- _Task inputs_
-- start --
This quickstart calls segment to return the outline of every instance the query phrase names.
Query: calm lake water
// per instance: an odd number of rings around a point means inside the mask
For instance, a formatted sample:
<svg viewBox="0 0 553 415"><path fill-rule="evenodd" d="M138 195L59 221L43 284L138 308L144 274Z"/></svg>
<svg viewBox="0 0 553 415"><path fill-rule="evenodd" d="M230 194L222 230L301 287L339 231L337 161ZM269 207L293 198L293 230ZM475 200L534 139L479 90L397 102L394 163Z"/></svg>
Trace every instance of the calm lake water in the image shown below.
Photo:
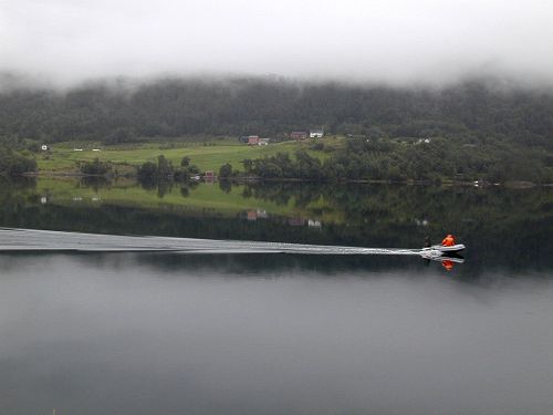
<svg viewBox="0 0 553 415"><path fill-rule="evenodd" d="M0 226L418 248L1 253L1 414L551 414L553 190L0 185Z"/></svg>

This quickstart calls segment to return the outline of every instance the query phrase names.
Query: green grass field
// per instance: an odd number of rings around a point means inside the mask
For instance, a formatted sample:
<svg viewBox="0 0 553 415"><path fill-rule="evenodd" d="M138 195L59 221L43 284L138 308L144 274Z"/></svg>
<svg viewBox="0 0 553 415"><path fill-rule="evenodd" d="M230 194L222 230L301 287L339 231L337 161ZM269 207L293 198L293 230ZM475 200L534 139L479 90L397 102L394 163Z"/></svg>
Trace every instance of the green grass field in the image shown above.
<svg viewBox="0 0 553 415"><path fill-rule="evenodd" d="M321 141L321 139L320 139ZM323 138L325 145L340 145L340 138ZM39 154L36 162L40 172L76 172L79 162L90 162L98 157L103 162L111 162L116 165L119 172L125 170L125 166L139 166L145 162L156 162L157 156L164 155L173 162L175 166L180 165L182 157L188 156L192 164L200 170L218 172L219 167L230 163L237 170L242 170L241 160L244 158L261 158L271 156L279 152L289 153L292 157L298 149L305 149L311 155L325 159L328 154L321 151L313 151L310 147L313 141L302 143L283 142L269 144L267 146L248 146L239 144L234 139L207 143L189 143L173 147L168 145L143 144L128 146L102 146L101 152L93 152L92 148L84 148L82 152L75 152L67 143L53 145L49 153Z"/></svg>

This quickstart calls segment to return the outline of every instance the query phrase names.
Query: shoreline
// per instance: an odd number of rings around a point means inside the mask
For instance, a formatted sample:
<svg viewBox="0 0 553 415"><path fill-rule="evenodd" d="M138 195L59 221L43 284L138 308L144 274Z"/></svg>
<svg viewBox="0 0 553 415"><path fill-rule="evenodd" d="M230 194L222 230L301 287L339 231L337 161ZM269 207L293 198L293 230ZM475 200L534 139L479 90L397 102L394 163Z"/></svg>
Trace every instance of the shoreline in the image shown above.
<svg viewBox="0 0 553 415"><path fill-rule="evenodd" d="M117 178L127 178L127 179L136 179L137 175L86 175L83 173L72 173L72 172L36 172L36 173L25 173L22 174L23 177L49 177L49 178L84 178L84 177L95 177L95 178L104 178L104 179L117 179ZM168 179L167 181L180 183L181 180L173 180ZM386 180L386 179L304 179L304 178L261 178L255 176L249 177L230 177L230 178L215 178L212 180L205 180L204 178L191 180L191 181L230 181L230 183L321 183L321 184L374 184L374 185L407 185L407 186L472 186L472 187L509 187L509 188L532 188L532 187L553 187L553 184L536 184L528 180L509 180L504 183L488 183L483 180L416 180L416 179L406 179L406 180ZM186 183L186 181L182 181Z"/></svg>

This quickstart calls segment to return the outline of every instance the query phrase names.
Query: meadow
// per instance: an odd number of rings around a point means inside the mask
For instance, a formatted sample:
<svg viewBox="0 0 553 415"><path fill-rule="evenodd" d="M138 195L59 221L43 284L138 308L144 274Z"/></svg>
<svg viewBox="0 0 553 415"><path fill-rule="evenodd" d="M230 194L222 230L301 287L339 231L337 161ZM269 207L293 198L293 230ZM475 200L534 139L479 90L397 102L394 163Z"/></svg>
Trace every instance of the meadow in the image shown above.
-- end --
- _Instructions for the task_
Rewrite the entries from the very beginning through the line containing "226L418 248L1 253L1", inclusive, replacing "calm lake water" with "still lake water" and leaving everything else as it is. Omit the pictures.

- _Right answer_
This quickstart calls segment to return the outline of every instance the query phrase names.
Query: still lake water
// per instance: an odd number of rings around a point means inside the mask
For instance, a formatted sample:
<svg viewBox="0 0 553 415"><path fill-rule="evenodd" d="M138 195L59 221L43 284L138 308L144 274Z"/></svg>
<svg viewBox="0 0 553 415"><path fill-rule="evenodd" d="M230 194L222 230L301 287L339 231L337 161ZM269 207L293 198L293 230ZM475 200L534 139L479 90L397 102L394 163Z"/></svg>
Trace every instance of the still lake water in the image shown below.
Photo:
<svg viewBox="0 0 553 415"><path fill-rule="evenodd" d="M0 226L418 248L1 253L1 414L551 414L553 190L0 185Z"/></svg>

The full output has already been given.